▸ **DATA RECORDS**
════
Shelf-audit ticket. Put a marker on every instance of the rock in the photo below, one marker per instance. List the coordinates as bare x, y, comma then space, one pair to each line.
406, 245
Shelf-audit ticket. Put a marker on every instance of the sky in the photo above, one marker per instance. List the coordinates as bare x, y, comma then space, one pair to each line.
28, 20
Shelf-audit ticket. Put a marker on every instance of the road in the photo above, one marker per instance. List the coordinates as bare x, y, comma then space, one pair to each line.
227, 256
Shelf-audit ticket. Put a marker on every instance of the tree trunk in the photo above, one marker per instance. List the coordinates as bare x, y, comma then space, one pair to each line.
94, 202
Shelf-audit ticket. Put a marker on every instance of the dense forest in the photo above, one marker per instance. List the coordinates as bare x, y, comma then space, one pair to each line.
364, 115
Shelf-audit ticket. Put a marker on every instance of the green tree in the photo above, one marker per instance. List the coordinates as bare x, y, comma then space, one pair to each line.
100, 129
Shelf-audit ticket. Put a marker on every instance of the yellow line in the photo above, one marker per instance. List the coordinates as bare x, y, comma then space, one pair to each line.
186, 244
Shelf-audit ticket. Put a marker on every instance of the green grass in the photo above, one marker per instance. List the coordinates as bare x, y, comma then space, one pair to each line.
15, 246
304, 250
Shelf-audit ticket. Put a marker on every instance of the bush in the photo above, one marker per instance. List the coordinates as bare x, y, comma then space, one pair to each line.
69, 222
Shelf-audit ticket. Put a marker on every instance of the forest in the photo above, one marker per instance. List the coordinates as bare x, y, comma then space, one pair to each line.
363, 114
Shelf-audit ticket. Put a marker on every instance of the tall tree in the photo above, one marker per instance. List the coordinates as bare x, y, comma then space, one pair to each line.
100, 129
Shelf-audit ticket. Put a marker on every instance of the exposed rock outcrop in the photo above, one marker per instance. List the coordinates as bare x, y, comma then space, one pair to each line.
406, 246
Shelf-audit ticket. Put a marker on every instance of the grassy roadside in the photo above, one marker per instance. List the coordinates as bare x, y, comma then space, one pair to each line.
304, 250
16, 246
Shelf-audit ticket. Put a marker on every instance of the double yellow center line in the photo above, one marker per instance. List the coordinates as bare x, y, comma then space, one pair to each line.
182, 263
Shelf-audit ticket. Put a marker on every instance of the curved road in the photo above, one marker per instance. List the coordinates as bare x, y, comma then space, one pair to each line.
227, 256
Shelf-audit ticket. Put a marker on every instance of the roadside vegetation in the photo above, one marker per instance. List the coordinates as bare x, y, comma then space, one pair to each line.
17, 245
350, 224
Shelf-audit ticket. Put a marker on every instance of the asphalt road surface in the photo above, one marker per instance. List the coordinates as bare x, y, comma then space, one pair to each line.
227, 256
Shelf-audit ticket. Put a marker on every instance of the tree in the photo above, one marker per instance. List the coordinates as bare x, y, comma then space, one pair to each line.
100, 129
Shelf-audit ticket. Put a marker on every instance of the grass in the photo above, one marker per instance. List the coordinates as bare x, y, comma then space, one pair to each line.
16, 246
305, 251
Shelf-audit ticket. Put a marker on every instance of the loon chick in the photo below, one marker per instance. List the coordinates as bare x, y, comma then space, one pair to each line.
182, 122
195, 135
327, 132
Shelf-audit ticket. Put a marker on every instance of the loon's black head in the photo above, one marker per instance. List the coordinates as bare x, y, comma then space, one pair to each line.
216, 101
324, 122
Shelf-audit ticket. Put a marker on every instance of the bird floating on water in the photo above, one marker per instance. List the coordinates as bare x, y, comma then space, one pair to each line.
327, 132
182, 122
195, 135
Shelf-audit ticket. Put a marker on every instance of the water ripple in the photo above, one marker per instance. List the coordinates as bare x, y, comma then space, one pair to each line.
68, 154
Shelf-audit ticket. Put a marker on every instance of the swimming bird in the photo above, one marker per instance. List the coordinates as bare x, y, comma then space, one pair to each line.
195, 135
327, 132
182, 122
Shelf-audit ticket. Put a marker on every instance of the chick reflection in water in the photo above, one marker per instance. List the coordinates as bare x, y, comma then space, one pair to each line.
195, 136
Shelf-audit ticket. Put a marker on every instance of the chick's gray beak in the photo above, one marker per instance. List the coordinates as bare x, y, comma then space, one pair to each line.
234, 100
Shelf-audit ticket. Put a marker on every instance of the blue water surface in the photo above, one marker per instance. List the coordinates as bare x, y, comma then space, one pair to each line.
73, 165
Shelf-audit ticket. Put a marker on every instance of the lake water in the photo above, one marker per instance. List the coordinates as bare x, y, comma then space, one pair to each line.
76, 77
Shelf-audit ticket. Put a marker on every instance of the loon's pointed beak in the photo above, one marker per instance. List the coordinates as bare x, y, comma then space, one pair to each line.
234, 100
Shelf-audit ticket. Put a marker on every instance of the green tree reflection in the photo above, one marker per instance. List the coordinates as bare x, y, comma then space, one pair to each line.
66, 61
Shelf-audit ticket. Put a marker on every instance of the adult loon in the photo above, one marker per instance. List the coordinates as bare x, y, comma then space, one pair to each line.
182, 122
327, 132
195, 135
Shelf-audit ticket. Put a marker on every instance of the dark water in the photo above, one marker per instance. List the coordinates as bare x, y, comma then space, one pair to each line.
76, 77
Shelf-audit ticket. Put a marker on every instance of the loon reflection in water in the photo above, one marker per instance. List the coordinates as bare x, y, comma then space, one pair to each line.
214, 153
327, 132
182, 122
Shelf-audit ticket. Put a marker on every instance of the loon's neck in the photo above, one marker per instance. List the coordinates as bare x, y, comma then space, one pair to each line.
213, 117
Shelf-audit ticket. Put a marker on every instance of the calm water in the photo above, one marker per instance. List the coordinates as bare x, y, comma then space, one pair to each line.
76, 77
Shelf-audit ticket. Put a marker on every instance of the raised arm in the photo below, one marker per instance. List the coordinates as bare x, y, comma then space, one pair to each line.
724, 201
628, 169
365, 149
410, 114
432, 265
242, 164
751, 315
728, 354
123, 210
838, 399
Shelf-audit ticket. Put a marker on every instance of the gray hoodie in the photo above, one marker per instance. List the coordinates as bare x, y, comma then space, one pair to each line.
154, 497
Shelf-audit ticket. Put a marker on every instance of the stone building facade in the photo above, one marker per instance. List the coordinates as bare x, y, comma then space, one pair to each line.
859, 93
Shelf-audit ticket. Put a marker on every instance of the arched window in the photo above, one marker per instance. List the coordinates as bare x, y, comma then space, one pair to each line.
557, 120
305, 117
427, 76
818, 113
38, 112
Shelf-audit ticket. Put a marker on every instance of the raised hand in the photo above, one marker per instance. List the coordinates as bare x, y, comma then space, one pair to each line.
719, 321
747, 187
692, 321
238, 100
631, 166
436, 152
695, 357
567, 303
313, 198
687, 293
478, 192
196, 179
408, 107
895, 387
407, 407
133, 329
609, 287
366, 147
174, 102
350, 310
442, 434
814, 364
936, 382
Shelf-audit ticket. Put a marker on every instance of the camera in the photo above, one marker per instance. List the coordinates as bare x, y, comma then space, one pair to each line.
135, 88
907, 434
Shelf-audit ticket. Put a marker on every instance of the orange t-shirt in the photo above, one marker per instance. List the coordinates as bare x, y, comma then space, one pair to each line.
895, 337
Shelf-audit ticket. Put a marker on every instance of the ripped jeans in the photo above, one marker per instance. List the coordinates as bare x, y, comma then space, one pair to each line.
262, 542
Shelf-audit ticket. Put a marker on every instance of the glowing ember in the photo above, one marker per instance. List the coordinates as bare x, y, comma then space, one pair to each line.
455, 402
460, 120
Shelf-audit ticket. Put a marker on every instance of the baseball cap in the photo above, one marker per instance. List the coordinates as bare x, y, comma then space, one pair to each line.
════
▸ **INSTRUCTIONS FOR THE TASK**
Nothing should be left out: copy the material exactly.

▸ **RESPONSE BOX**
Shelf-audit ticket. Put a marker on every instance of the rock in the photo below, one marker per instance. List the coordinates as bare x, y, comma then space, one pair to each line.
406, 245
Shelf-audit ticket. Put a marker on every instance of the sky in the photo above, one marker per instance. List the coordinates as bare x, y, comma then space, one pair to each line.
28, 20
Shelf-audit ticket. Put a marker on every instance of the road in the photo above, one marker per instance. List the coordinates as bare x, y, comma then space, one pair to each line.
227, 256
Shelf-audit ticket. Put a marker on every instance of the tree trunk in the photo above, one marker per instance. List the coordinates as bare x, y, comma then space, one pair to each line.
94, 202
Shelf-audit ticket. Put a marker on every instance of the dense forest in the photo above, one marker per instance. List the coordinates as bare x, y, comma then space, one pair to each line.
364, 115
Shelf-audit ticket. Put a marker on every instance of the green tree in the photo above, one marker per instance. List the coordinates as bare x, y, comma then space, one pair to each line.
100, 129
Shelf-audit ticket. Put a marker on every instance of the yellow line in the photo above, one marker per instance. List the coordinates as bare x, y, comma then space, one pair to each line.
186, 244
Shelf-audit ticket. Put a marker on every instance of the green grass in the photo above, one marker per instance. List the coordinates as bare x, y, comma then space, one pair to each line.
15, 246
304, 250
Shelf-audit ticket. Put a marker on every instance of the bush in the photo above, one marker per instance. List the coordinates as bare x, y, comma then space, one pair to each line.
69, 222
Shelf-audit ticket. Put a marker on every instance of the forest in the photo above, one marker per instance. List the coordinates as bare x, y, comma then space, one pair to each line.
363, 114
Shelf-audit ticket. Put a marker on every instance of the tall tree in the photo above, one marker per instance. List the coordinates as bare x, y, comma then space, one pair to each line.
100, 129
Shelf-audit ticket. Put a marker on every instance of the exposed rock outcrop in the photo above, one marker per instance. List the coordinates as bare x, y, comma then space, one pair to each line.
406, 246
Shelf-audit ticket. Put a marker on every instance of the grassy roadside in the photo above, one marker per instance. List the coordinates as bare x, y, comma then space, one pair to each line.
304, 250
16, 246
Shelf-audit ticket. Put a marker on every instance of the double yellow center line in the photo above, one marker per instance. List the coordinates as bare x, y, comma then space, one pair to each line.
182, 263
Shelf-audit ticket. Put a marker on every instance of the curved road in the photo above, one marker per instance. List the coordinates as bare x, y, comma then space, one pair to each line.
227, 256
Shelf-audit ticket. Put a marker on every instance of the roadside vegetation in the photo above, one marker per instance. List the coordinates as bare x, y, comma then space, one pair to each line.
17, 245
350, 224
Shelf-audit ticket. Put a marker on every instance of the asphalt road surface in the photo above, one marker per instance. List the coordinates as bare x, y, comma then space, one pair to each line.
227, 256
Shelf-audit ticket. Put a marker on every instance of the tree in the photo above, one marker per instance. List the coordinates as bare x, y, comma then space, one pair to each line.
100, 129
Shelf-audit ticket. Put a marker on every instance of the grass in the photo above, one marker per instance. List the coordinates as bare x, y, comma then space, one pair to each line.
16, 246
305, 251
Shelf-audit ticket. Put a marker on every instance of the loon chick in the photo below, one marker per instance. List the coordinates as bare x, y, comma then space, one pair to each line.
182, 122
195, 135
327, 132
Shelf-audit ticket. Put a marker on every instance of the loon's black head in the photo above, one marker per instance. List the coordinates as bare x, y, comma then space, one pair to each line.
216, 101
324, 122
Shelf-audit ticket. Put a marker on every instance of the bird floating on water in the photo above, one marker per instance. List the coordinates as bare x, y, comma then space, one pair to each line.
327, 132
182, 122
195, 135
Shelf-audit ticket. Put a marker on every instance of the water ripple in the photo above, one marker per instance. List the coordinates as bare x, y, comma then space, one pair to each line.
68, 154
Shelf-audit ticket. Put a marker on every instance of the swimming bird in the photo above, one marker per instance. List the coordinates as bare x, y, comma then space, one pair to each line.
195, 135
327, 132
182, 122
Shelf-audit ticket. Put a marker on every instance of the chick reflection in water in the photo above, one marker per instance. List the coordinates as bare x, y, comma then space, one pair to each line.
195, 136
Shelf-audit ticket. Put a marker on every instance of the chick's gray beak in the photo above, one marker per instance. List the coordinates as bare x, y, comma then space, one pair to each line.
234, 100
Shelf-audit ticket. Put a marker on every instance of the blue water surface in the photo above, one marker per instance. List the coordinates as bare x, y, comma then space, one pair to each line.
73, 165
Shelf-audit ticket. Put a marker on every instance of the lake water in the photo above, one marker per instance. List the coordinates as bare x, y, comma then space, one pair to each line.
76, 77
Shelf-audit ticket. Put a marker on every instance of the loon's pointed beak in the photo above, one marker per instance. List the coordinates as bare x, y, comma then space, one pair to each line.
234, 100
Shelf-audit ticket. Put a marker on every instance of the green tree reflection in the photo above, one marker per instance. List the coordinates as bare x, y, comma then space, one pair to each line.
66, 61
Shelf-audit ticket. Put a marker on every instance of the adult loon in the photo above, one marker per instance. List the coordinates as bare x, y, comma then space, one pair to each line.
182, 122
327, 132
195, 135
Shelf-audit ticket. Put a marker on every instance of the dark water in the photo above, one marker per instance. List the coordinates as bare x, y, comma then space, one pair to each line.
76, 77
Shelf-audit ticket. Put a marker on every instance of the loon reflection in water in the photo above, one marker per instance. List the coordinates as bare x, y, comma then space, one pair to each line.
214, 153
327, 132
182, 122
Shelf-audit ticket. Put a marker on every instance of the loon's neck in the photo above, one marker per instance. List the coordinates as bare x, y, comma then space, one pair to each line.
213, 117
Shelf-audit ticket. Put a marker on every instance of the calm water in the photo above, one marker per instance. List the coordinates as bare x, y, comma then space, one pair to each line.
76, 77
Shelf-audit ticket. Put a marker on every instance of the raised arm in the photo below, one marker per instance. List the coordinates as bare x, y, comma then space, one pair to each line.
724, 201
628, 169
365, 149
410, 114
432, 265
242, 164
751, 315
728, 354
123, 210
838, 399
Shelf-audit ticket. Put a marker on every instance of the gray hoodie in the photo above, one marker per instance. List the coordinates as bare x, y, comma then space, one pair to each line.
154, 497
Shelf-audit ticket. Put a marker on every instance of the stone building facade in the photo above, one marker per instance. List the coordinates as bare x, y, comma then space, one pair to each line.
859, 93
Shelf-audit ticket. Put a marker on every instance of the arched window in the photo above, one marker per instance. List the coordinates as bare x, y, comma then space, one pair to each line.
557, 120
305, 117
427, 76
818, 113
38, 112
Shelf-audit ticket. Put a marker on every instance of the raised hand in the photo above, one marker per instance. List the coordinates as bare x, y, comma then space, one pair to each line.
719, 321
747, 187
692, 321
238, 100
631, 166
436, 152
695, 357
567, 303
313, 198
687, 293
478, 192
196, 179
408, 107
895, 387
407, 407
133, 329
609, 287
366, 147
174, 102
350, 310
442, 434
814, 364
936, 382
Shelf-audit ticket. Put a marker on every instance of the camera in the photo above, one marker per instance. List the coordinates as bare x, y, comma then space, one pair to each line.
135, 88
907, 434
Shelf-audit ticket. Put a marker on every instance of the orange t-shirt in the photo above, one marker per instance. List the coordinates as bare x, y, comma then space, one pair to each line.
895, 337
Shelf-audit ticket. Put a marker on every instance of the ripped jeans in the photo above, one marker per instance. List the coordinates as bare x, y, comma then space, one pair to each line.
262, 542
Shelf-audit ticket. Put a marker on every instance of the glowing ember in the photo above, one marker per instance. List the coordinates as bare x, y, comma then space, one pair to each line.
455, 402
460, 120
Shelf-audit ticket. Put a marker on every instance of the baseball cap in the photo above, one marker per instance. List the coordinates as bare x, y, comma then space, one pair to each line.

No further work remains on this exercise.